— Task goal —
Starting at the line below holding "sample | <point>479,49</point>" and stopping at the line holding "sample | <point>349,265</point>", print every line exactly, both ends included, and leave the rest out.

[Task input Boundary: Start]

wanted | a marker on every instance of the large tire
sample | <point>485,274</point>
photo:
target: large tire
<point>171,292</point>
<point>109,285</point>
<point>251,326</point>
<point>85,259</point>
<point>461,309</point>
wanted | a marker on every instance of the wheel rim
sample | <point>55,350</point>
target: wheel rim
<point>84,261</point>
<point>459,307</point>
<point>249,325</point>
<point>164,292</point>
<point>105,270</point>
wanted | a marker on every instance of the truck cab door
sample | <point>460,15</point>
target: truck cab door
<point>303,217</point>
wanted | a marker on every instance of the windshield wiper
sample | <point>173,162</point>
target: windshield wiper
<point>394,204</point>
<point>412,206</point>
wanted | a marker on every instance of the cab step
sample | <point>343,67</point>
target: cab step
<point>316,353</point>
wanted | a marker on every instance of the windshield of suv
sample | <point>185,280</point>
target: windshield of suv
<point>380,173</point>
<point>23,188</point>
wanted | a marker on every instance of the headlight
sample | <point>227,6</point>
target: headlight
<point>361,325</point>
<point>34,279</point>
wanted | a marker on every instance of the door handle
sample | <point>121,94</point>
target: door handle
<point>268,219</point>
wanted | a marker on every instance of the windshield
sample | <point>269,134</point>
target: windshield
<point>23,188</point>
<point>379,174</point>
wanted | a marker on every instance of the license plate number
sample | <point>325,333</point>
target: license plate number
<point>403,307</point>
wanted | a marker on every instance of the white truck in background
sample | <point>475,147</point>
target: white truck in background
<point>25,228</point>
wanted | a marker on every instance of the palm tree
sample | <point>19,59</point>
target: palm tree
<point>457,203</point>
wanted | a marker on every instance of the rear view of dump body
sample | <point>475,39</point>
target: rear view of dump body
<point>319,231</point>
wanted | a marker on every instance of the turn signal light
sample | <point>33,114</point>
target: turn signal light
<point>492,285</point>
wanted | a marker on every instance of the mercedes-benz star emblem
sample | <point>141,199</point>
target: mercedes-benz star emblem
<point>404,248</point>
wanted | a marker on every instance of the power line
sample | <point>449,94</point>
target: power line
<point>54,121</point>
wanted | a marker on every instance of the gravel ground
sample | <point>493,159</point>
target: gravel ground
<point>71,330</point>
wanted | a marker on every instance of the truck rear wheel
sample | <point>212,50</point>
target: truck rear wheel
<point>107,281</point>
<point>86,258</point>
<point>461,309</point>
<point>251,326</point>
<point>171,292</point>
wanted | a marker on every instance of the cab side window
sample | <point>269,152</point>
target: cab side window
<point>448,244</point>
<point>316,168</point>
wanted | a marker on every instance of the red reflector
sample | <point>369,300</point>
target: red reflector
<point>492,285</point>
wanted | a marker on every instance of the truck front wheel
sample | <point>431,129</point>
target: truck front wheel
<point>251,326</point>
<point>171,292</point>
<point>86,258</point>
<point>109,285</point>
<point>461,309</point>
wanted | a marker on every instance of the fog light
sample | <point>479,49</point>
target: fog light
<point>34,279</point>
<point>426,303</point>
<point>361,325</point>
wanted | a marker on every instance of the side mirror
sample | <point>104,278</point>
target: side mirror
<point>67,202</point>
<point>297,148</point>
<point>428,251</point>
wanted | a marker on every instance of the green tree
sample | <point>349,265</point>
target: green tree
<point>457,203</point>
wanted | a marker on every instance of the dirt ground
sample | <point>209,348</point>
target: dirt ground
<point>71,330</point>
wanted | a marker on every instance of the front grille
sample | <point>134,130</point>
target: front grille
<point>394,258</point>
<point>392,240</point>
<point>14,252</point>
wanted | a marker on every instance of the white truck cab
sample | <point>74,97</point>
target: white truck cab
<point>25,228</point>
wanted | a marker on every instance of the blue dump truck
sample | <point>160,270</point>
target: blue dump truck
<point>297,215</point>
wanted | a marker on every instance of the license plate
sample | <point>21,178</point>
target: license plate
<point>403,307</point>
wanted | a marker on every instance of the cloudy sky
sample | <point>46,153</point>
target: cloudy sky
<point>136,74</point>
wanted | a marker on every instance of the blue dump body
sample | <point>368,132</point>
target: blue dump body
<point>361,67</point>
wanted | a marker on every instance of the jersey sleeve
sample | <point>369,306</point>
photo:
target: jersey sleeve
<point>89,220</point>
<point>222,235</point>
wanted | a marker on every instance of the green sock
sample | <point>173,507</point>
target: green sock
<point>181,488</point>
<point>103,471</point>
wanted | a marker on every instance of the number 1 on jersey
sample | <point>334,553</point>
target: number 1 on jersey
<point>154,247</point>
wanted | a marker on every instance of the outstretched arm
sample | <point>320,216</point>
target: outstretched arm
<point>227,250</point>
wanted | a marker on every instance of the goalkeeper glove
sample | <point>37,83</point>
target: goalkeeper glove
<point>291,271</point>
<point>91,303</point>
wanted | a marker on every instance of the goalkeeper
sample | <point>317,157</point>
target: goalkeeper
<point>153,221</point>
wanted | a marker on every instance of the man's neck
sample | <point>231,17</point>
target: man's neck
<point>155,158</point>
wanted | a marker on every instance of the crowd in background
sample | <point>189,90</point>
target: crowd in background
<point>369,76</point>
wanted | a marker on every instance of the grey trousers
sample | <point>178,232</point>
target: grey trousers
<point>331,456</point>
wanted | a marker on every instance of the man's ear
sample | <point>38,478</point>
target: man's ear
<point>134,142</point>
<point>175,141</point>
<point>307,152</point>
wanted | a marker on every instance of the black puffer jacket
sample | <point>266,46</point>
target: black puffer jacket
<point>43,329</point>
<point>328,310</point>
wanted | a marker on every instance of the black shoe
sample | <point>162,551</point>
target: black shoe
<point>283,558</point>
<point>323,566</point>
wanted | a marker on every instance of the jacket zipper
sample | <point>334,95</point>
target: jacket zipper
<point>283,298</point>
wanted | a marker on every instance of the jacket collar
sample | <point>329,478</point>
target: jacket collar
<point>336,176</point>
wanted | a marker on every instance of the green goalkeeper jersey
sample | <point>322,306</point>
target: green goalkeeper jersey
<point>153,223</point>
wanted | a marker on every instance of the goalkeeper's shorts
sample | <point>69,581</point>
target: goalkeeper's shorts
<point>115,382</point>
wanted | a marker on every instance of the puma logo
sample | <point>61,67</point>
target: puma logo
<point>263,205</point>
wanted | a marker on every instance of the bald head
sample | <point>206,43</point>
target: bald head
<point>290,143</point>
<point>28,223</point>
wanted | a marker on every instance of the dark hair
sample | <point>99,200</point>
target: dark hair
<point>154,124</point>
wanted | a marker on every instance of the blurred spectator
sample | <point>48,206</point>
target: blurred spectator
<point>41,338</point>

[Task input Boundary: End]

— Response to the exercise —
sample | <point>479,49</point>
target: fog light
<point>34,279</point>
<point>426,303</point>
<point>361,325</point>
wanted | a marker on every instance of the side mirror
sample | <point>104,278</point>
target: side mirror
<point>67,202</point>
<point>297,148</point>
<point>428,251</point>
wanted | a marker on every instance of the green tree
sample | <point>349,265</point>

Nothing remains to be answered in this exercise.